### SHORT TASK A
According to the Nuestra Belleza Latina 2018 text, which network originally broadcast the season?
### SHORT TASK B
Reproduce the stretch of the Nuestra Belleza Latina 2018 text from "Season chronology" through "December 2, 2018.", substituting "autumn" for "fall".
### SHORT TASK C
Determine whether each statement agrees with the Nuestra Belleza Latina 2018 text, and support each verdict with a quotation from it: (i) The program was put on hiatus in February 2017. (ii) Yaritza Owen won the season. (iii) The season consisted of twelve episodes.

### TEXT SEGMENT
======

- Presented by: Alejandra Espinoza
- Judges: Jomari Goyso; Giselle Blondet; Denise Bidot; El Dasa;
- Winner: Migbelis Castellanos
- Runner-up: Yaritza Owen
- No. of episodes: 11

Release
- Original network: Univision
- Original release: September 23 – December 2, 2018

Season chronology
- ← Previous Nuestra Belleza Latina 2016

= Nuestra Belleza Latina 2018 =

Nuestra Belleza Latina 2018 is the eleventh season of Nuestra Belleza Latina, which premiered on September 23, 2018. In February 2017, the program was put on hiatus after ten seasons of broadcasting. However, in May 2018, it was announced that the program would return the following September. This would be the first season in the history of the show to premiere during the fall, as the previous ten all took place during the springtime. Several changes were implemented in the format such as removing the age and weight limit requirements as seen before. Migbelis Castellanos would be crowned the winner of this season on December 2, 2018.

======

### RAW DATA
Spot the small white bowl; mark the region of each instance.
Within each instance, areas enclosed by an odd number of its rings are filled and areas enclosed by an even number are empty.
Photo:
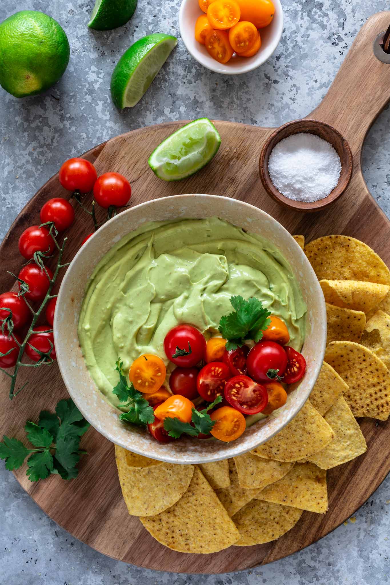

======

### WRITTEN ANSWER A
Univision

### WRITTEN ANSWER B
Season chronology
- ← Previous Nuestra Belleza Latina 2016

= Nuestra Belleza Latina 2018 =

Nuestra Belleza Latina 2018 is the eleventh season of Nuestra Belleza Latina, which premiered on September 23, 2018. In February 2017, the program was put on hiatus after ten seasons of broadcasting. However, in May 2018, it was announced that the program would return the following September. This would be the first season in the history of the show to premiere during the autumn, as the previous ten all took place during the springtime. Several changes were implemented in the format such as removing the age and weight limit requirements as seen before. Migbelis Castellanos would be crowned the winner of this season on December 2, 2018.

### WRITTEN ANSWER C
(i) Yes: "In February 2017, the program was put on hiatus after ten seasons of broadcasting."
(ii) No: "Winner: Migbelis Castellanos"
(iii) No: "No. of episodes: 11"